## Task
Write every record out again exactly, and keep images out of it.

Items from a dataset

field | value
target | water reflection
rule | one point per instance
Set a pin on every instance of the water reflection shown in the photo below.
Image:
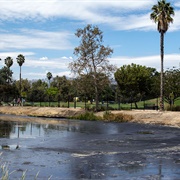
(89, 150)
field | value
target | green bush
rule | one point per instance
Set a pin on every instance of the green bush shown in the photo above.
(173, 108)
(120, 117)
(88, 116)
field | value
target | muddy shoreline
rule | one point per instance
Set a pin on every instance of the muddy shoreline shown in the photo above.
(166, 118)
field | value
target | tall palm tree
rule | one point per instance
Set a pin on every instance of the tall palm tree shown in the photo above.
(20, 60)
(162, 15)
(49, 76)
(8, 61)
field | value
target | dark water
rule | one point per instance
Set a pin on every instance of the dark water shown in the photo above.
(71, 149)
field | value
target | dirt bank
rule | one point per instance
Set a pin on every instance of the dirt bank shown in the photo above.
(139, 116)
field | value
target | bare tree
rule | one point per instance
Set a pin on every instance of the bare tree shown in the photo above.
(92, 57)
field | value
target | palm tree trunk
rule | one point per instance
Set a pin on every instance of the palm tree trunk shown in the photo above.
(162, 73)
(20, 81)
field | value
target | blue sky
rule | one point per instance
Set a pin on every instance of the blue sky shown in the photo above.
(43, 31)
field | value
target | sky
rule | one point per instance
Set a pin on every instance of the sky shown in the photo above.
(44, 32)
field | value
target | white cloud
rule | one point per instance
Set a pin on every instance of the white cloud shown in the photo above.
(119, 14)
(44, 58)
(35, 39)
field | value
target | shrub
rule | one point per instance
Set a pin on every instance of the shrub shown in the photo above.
(88, 116)
(174, 108)
(120, 117)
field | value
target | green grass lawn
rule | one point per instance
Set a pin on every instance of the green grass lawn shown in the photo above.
(110, 105)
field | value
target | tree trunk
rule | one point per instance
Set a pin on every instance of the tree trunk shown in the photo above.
(162, 73)
(20, 81)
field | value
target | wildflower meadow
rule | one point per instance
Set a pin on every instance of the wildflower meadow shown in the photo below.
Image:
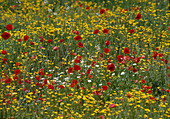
(87, 59)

## Task solution
field | value
target | water reflection
rule | one point per instance
Set a pin on every instance of the water reflection shown in the photo below.
Image:
(89, 150)
field | value
target | green bush
rule | one point per instance
Set a pin on every instance of the green bush shown in the photo above.
(173, 108)
(120, 117)
(88, 116)
field | value
target | muddy shoreline
rule | one point per instance
Set a pin on every instance of the muddy shoreline shown in the photo above.
(166, 118)
field | value
target | tall palm tree
rule | one point per instance
Set a pin on every instance of the tall palm tree shown in the photo above.
(20, 60)
(162, 15)
(49, 76)
(8, 61)
field | value
target | dark water
rule | one point per instance
Set a pin on every instance of the dark water shown in the photo above.
(71, 149)
field | value
target | dirt bank
rule | one point per instance
Set a pin on every instance of the dirt bank shown in the photo above.
(139, 116)
field | value
target | bare tree
rule | one point per instance
Set a pin on every instance of the bare tree shown in the photo above.
(92, 57)
field | value
target | palm tree trunk
rule | one point per instance
Set a pin on every instance of the palm tree trunk shown in the photo above.
(162, 73)
(20, 81)
field | value
target | blue sky
rule | one point per instance
Set a pin on every instance of the blue sky shown in the photo above.
(43, 31)
field | value
target | sky
rule | one point per instance
Set a pin on every instance of the sky shown in the photo above.
(44, 32)
field | value
target | white cloud
rule | one point per instance
Set a pin on every instance of the white cloud shown in the photo above.
(119, 14)
(44, 58)
(35, 39)
field | value
target | shrub
rule | one point per instance
Set a pin on every instance of the shrub shown in the photo above.
(88, 116)
(174, 108)
(120, 117)
field | value
target | green grass lawn
rule | one point per instance
Set a pin on every instance of the green grass lawn shown in the photo above.
(110, 105)
field | value
target | tree trunk
rule | one point per instance
Set a pin on every instance of the tree trunk shown in the photo above.
(162, 73)
(20, 81)
field | value
target | wildflower meadow
rule | one point per instance
Set a pin on every instance of the wildflower meadow shown in the photo below.
Image:
(87, 59)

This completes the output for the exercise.